### Your assignment
The records below must be copied in full, exactly as they read.
(Given entries begins)
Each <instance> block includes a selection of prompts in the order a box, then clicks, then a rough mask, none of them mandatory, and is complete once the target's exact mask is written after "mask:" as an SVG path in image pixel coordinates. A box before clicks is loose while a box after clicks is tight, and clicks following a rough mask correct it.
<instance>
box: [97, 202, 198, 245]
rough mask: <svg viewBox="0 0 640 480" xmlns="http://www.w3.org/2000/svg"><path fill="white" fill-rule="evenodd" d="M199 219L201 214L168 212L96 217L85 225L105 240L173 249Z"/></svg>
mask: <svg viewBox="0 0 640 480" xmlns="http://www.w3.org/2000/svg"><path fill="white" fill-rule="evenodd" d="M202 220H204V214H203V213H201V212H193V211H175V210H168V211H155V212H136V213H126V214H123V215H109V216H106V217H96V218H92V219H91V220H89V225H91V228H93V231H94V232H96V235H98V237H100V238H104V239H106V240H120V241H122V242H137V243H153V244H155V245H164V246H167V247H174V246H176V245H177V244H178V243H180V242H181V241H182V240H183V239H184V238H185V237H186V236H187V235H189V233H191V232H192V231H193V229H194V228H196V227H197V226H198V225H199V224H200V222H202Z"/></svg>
(Given entries ends)
### Exercise answer
Each <instance> block includes a selection of prompts in the order a box, then clicks, then a rough mask, none of them mandatory, and is complete once the target's exact mask is written after "mask:" as an SVG path in image pixel coordinates. A box before clicks is loose while a box after clicks is tight, and clicks following a rough mask correct it.
<instance>
box: [97, 202, 198, 245]
rough mask: <svg viewBox="0 0 640 480" xmlns="http://www.w3.org/2000/svg"><path fill="white" fill-rule="evenodd" d="M199 219L201 214L168 212L96 217L85 225L105 240L173 249Z"/></svg>
mask: <svg viewBox="0 0 640 480" xmlns="http://www.w3.org/2000/svg"><path fill="white" fill-rule="evenodd" d="M202 220H204V214H203V213H201V212H193V211H175V210H168V211H155V212H136V213H126V214H123V215H109V216H106V217H96V218H92V219H91V220H89V225H91V228H93V231H94V232H96V235H98V237H100V238H104V239H106V240H120V241H122V242H137V243H153V244H155V245H164V246H167V247H174V246H176V245H177V244H178V243H180V242H181V241H182V240H183V239H184V238H185V237H186V236H187V235H189V233H191V232H192V231H193V229H194V228H196V227H197V226H198V225H199V224H200V222H202Z"/></svg>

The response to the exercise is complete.